**Exercise instructions:**
(A) Translate into Spanish this sentence from the salaries tax text below: "In general, if all three factors take place outside Hong Kong, the employment is regarded as located outside Hong Kong."
(B) In the salaries tax text below, recast the paragraph beginning "If your source of employment is outside Hong Kong" as a short bulleted list that keeps its main facts.

— Start of Supplied text —

Source of Employment

The Hong Kong tax system is based on the territorial concept. Salaries tax is imposed on all income arising in or derived from Hong Kong from an office or employment or any pension irrespective of whether tax on that income has been paid in other jurisdictions.

In determining the source of employment, the following three factors are relevant:

  • the place where the contract of employment was negotiated and entered into, and is enforceable;
  • the employer’s place of residence; and
  • the place of payment of the employee’s remuneration.

In general, if all three factors take place outside Hong Kong, the employment is regarded as located outside Hong Kong. However, the Inland Revenue Department reserves the right to look beyond these factors in appropriate cases.

Further information can be obtained through the following link.

Hong Kong Employment

If your source of employment is Hong Kong, e.g. you are employed by a Hong Kong company to work in Hong Kong, your full income is chargeable to salaries tax even if part of your duties are performed outside Hong Kong. However, you may claim exemption of income or relief from tax under certain circumstances on a year-by-year basis.

Non-Hong Kong Employment

If your source of employment is outside Hong Kong, e.g. you are assigned to work in Hong Kong for a few years by your overseas employer and you have to perform part of your duties in other countries, you are only assessed on the income attributable to the services you rendered in Hong Kong, including leave pay attributable to such services, and generally according to the number of days you were in Hong Kong (day-in-day-out basis) in a year of assessment.

When calculating leave pay under these circumstances, leave days attributable to services rendered in Hong Kong are computed as follows:

Leave days attributable to services rendered in Hong Kong =

 

Total leave days x

Business days in Hong Kong


Total Business Days

Business days in Hong Kong + Business days outside Hong Kong + leave days = 365 or 366

Full or Partial Exemption of Income or Relief

You can apply for full or partial exemption of income or relief from tax when filing your Tax Return – Individuals (BIR60) and its Appendix if you satisfy one of the following conditions:

Only Part of Your Employment Income were sourced in Hong Kong (i.e. under section 8(1A)(a) of the Inland Revenue Ordinance)

This exemption only applies to employees whose source of employment is outside Hong Kong. As salaries tax in this case is only levied on income derived from services rendered in Hong Kong, income attributable to services rendered outside Hong Kong is exempt from tax. The amount of income exempted is generally computed by time-basis apportionment with reference to the number of days spent outside Hong Kong.

— End of Supplied text —
— Start of Information provided —

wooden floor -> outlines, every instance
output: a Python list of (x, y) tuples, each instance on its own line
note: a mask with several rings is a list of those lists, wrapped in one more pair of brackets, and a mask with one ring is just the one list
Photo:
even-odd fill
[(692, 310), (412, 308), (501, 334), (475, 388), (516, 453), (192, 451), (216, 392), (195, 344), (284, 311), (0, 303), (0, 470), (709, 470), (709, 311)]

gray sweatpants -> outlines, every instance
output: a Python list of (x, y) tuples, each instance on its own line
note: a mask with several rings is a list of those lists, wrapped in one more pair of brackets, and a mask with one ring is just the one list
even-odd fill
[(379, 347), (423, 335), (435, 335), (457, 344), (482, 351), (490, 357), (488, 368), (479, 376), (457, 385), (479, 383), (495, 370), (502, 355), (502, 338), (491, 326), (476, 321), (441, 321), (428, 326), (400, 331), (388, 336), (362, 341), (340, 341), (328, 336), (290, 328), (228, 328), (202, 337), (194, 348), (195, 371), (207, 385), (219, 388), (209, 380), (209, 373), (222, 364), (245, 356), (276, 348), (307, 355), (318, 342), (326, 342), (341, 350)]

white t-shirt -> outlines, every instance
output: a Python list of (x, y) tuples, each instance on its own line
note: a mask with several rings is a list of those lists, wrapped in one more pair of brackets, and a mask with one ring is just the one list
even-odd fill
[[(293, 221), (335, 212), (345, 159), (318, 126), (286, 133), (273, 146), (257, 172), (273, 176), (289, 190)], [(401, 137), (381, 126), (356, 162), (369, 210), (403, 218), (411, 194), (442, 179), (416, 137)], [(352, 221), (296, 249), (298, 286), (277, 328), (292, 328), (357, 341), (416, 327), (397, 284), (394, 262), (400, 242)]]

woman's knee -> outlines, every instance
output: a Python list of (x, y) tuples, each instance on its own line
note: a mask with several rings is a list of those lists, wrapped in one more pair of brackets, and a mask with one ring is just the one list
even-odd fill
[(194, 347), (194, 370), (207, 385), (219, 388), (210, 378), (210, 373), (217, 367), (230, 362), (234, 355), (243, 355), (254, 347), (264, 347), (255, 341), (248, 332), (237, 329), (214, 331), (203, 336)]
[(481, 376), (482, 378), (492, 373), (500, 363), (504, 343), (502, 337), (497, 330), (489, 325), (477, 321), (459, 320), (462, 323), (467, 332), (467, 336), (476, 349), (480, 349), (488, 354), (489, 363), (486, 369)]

— End of Information provided —

**Solutions below:**
(A) En general, si los tres factores tienen lugar fuera de Hong Kong, se considera que el empleo está ubicado fuera de Hong Kong.

(B)
- Applies when the source of employment is outside Hong Kong, e.g. an overseas employer assigns you to work in Hong Kong for a few years and you perform part of your duties in other countries.
- Only income attributable to services rendered in Hong Kong is assessed.
- That income includes leave pay attributable to those services.
- The assessment generally follows the number of days spent in Hong Kong in a year of assessment (day-in-day-out basis).